§ **Trecho para leitura**
::::::::
Folha de S. Paulo


Crítica: Planeta Marte é atacado a golpes de escotismo em livro do americano Andy Weir

Num futuro próximo, a terceira missão tripulada a Marte pousa no planeta. Uma tremenda tempestade de areia, porém, obriga os viajantes a abortá-la. Durante os preparativos para partir, ocorre um acidente: um dos astronautas morre na superfície inóspita. Na pressa, os colegas deixam seu corpo para trás.

Acontece que a vítima não morreu. Recupera-se do ferimento para se ver sozinho a milhões de quilômetros da Terra, sem nave, suprimentos nem rádio. Nas 336 páginas seguintes, o norte-americano Andy Weir relata seus engenhosos esforços para sobreviver, intercalados com a frenética campanha na Terra para resgatá-lo.
::::::::
§ **Exercícios propostos**
**1)** Na crítica ao livro de Andy Weir, reescreva a parte que se inicia com as palavras "Crítica: Planeta Marte" e se encerra com "Terra para resgatá-lo.", trocando "tempestade de areia" por "tormenta de poeira".
**2)** Prossiga a crítica ao livro de Andy Weir a partir da última frase apresentada.
::::::::
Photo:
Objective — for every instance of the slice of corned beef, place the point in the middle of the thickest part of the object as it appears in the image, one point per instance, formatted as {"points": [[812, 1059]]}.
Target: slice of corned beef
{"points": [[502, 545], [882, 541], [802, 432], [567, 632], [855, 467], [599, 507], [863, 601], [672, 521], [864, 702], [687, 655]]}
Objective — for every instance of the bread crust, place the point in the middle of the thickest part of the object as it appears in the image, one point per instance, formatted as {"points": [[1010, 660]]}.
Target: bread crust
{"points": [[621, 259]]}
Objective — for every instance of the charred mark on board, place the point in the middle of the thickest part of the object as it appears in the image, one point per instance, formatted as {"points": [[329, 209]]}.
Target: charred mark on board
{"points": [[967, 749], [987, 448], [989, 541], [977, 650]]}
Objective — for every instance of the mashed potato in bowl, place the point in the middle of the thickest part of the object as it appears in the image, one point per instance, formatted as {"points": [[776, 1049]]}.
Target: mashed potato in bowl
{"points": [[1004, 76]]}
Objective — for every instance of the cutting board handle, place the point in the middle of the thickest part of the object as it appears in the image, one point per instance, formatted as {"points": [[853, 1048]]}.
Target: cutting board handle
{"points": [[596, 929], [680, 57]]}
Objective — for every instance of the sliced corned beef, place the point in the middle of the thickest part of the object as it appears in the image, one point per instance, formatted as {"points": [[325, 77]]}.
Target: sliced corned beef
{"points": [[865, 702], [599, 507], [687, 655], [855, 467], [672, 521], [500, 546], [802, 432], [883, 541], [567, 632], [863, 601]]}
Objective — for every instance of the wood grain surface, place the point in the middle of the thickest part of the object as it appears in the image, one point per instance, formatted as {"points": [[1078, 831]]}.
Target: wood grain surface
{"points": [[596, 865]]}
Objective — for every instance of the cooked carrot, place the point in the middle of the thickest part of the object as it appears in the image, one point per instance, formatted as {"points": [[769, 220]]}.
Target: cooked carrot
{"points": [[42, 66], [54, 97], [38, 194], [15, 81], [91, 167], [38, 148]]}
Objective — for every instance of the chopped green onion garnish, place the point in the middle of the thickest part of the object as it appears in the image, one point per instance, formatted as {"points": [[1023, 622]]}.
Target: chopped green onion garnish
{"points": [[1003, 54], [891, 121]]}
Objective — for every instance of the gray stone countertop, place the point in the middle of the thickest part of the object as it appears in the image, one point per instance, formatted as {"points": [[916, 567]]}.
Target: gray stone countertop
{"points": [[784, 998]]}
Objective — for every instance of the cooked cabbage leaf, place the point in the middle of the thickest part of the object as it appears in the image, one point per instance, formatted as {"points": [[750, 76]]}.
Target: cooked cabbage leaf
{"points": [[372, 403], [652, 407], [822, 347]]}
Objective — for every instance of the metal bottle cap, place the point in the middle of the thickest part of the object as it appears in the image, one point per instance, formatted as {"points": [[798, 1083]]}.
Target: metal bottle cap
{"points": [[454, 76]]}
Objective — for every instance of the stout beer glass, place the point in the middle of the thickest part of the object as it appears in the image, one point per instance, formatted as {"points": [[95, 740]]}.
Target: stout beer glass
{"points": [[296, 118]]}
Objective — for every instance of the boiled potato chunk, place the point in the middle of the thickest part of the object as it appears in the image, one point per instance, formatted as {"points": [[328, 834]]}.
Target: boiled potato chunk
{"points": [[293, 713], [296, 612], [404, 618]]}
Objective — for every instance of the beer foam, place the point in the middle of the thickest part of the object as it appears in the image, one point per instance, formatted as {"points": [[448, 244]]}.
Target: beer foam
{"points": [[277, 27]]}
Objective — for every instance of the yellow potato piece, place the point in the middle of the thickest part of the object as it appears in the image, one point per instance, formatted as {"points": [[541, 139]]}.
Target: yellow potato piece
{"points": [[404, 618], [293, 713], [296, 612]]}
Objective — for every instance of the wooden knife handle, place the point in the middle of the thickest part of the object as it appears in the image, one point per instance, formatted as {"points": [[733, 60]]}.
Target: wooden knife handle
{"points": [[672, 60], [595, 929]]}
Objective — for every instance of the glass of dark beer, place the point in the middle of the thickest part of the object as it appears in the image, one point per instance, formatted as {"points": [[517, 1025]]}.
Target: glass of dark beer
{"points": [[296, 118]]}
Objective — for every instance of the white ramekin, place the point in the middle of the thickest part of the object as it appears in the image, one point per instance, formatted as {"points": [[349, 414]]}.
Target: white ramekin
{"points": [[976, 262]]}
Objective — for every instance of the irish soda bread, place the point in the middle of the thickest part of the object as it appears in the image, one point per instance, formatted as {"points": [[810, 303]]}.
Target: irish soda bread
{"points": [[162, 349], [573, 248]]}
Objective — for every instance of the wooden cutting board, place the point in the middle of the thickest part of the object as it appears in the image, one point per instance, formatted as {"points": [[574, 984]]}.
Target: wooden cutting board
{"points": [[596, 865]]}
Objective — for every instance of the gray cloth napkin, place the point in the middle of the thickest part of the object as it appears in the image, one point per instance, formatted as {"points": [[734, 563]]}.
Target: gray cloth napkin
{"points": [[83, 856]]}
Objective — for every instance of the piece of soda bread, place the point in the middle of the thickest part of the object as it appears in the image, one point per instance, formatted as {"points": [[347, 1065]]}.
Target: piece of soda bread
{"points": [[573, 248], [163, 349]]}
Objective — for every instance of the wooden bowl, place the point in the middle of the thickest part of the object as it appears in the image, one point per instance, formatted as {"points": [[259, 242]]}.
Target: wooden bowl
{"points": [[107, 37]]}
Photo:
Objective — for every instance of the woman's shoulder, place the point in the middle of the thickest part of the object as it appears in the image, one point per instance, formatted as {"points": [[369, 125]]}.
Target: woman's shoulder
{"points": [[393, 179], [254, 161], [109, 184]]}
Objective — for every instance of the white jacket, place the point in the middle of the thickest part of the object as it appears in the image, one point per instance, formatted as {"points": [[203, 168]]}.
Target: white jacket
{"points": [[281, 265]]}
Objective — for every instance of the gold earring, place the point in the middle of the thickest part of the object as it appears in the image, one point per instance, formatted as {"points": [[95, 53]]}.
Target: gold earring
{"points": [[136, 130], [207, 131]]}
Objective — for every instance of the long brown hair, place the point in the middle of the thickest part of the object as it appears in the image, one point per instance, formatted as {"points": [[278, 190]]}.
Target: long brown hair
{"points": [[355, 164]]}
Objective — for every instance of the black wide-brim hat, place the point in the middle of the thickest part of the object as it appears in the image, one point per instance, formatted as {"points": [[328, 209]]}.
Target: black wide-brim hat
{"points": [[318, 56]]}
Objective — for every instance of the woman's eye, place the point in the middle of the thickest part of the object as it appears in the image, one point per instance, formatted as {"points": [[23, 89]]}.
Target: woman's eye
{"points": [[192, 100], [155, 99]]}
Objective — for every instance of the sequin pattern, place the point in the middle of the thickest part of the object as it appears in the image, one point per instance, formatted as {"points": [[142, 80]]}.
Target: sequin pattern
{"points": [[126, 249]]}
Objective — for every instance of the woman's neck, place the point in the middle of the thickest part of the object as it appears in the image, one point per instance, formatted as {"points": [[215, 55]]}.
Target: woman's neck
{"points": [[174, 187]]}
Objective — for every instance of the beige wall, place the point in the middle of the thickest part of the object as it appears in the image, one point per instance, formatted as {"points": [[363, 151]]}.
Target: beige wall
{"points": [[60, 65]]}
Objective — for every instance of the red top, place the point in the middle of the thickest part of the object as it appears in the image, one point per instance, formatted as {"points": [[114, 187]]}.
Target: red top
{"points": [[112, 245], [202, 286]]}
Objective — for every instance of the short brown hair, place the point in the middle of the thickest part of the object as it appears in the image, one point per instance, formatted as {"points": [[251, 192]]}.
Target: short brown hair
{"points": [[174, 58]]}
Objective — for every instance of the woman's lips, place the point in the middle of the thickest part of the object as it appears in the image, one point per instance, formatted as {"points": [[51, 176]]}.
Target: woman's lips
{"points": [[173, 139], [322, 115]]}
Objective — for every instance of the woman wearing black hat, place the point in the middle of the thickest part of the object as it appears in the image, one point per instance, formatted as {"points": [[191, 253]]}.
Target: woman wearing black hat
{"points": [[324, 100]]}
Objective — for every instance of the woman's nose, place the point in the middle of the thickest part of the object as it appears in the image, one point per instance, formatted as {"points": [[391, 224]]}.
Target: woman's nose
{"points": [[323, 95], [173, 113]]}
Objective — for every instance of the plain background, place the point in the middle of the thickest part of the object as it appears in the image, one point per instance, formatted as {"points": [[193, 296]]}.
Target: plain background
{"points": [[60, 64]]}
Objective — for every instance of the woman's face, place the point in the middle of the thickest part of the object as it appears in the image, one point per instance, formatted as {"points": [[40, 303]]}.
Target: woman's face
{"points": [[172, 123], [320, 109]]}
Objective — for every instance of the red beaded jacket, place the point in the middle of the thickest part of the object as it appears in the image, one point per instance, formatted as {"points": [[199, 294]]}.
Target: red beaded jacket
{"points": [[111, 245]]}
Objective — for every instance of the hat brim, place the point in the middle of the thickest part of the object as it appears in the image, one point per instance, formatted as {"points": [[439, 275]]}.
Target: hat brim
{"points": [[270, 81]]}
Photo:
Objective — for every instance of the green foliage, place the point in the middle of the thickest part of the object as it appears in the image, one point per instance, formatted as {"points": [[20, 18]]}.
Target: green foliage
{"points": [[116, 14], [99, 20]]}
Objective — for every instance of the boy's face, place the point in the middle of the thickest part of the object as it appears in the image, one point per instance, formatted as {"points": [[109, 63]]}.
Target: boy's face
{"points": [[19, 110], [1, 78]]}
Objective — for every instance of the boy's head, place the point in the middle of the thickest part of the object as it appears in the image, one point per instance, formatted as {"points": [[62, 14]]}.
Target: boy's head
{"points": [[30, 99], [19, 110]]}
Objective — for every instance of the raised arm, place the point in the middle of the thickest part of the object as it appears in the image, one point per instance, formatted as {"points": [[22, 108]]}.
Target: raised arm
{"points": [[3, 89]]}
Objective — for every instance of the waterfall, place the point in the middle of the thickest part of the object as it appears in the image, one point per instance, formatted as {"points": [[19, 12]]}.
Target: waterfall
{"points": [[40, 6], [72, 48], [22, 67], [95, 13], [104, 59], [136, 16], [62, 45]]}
::::::::
§ **Respostas dos exercícios**
**1)**
Crítica: Planeta Marte é atacado a golpes de escotismo em livro do americano Andy Weir

Num futuro próximo, a terceira missão tripulada a Marte pousa no planeta. Uma tremenda tormenta de poeira, porém, obriga os viajantes a abortá-la. Durante os preparativos para partir, ocorre um acidente: um dos astronautas morre na superfície inóspita. Na pressa, os colegas deixam seu corpo para trás.

Acontece que a vítima não morreu. Recupera-se do ferimento para se ver sozinho a milhões de quilômetros da Terra, sem nave, suprimentos nem rádio. Nas 336 páginas seguintes, o norte-americano Andy Weir relata seus engenhosos esforços para sobreviver, intercalados com a frenética campanha na Terra para resgatá-lo.

**2)**
NASA/JPL-Caltech/MSSS
Sinais de sedimentos de um lago em Marte fotografados nesta sexta (26) pelo jipe-robô Curiosity
Sinais de sedimentos de um lago em Marte fotografados nesta sexta (26) pelo jipe-robô Curiosity

O leitor logo se depara com dois obstáculos na narrativa de Weir. Aficionado por viagens espaciais, o autor estreante trabalha desde adolescente como programador de computadores. Seu livro, publicado na internet em 2011, chamou atenção pelo virtuosismo tecnológico. Parece que tudo, neste "Perdido em Marte", é plausível como ciência.
Plausível e exaustivo. É tamanho o acúmulo de informações técnicas, de siglas e dos "entediantes cálculos", como reconhece o autor, a entupir o livro, que é difícil não saltar
páginas.

Alfred Hitchcock dizia que toda trama de suspense precisa de um "MacGuffin", gíria para um mistério técnico qualquer em torno do qual as personagens correm. Pode ser um dispositivo nuclear ou um diamante raríssimo, tanto faz; crucial para as personagens, é irrelevante para nós. Andy Weir quer explicar cada um de seus MacGuffins.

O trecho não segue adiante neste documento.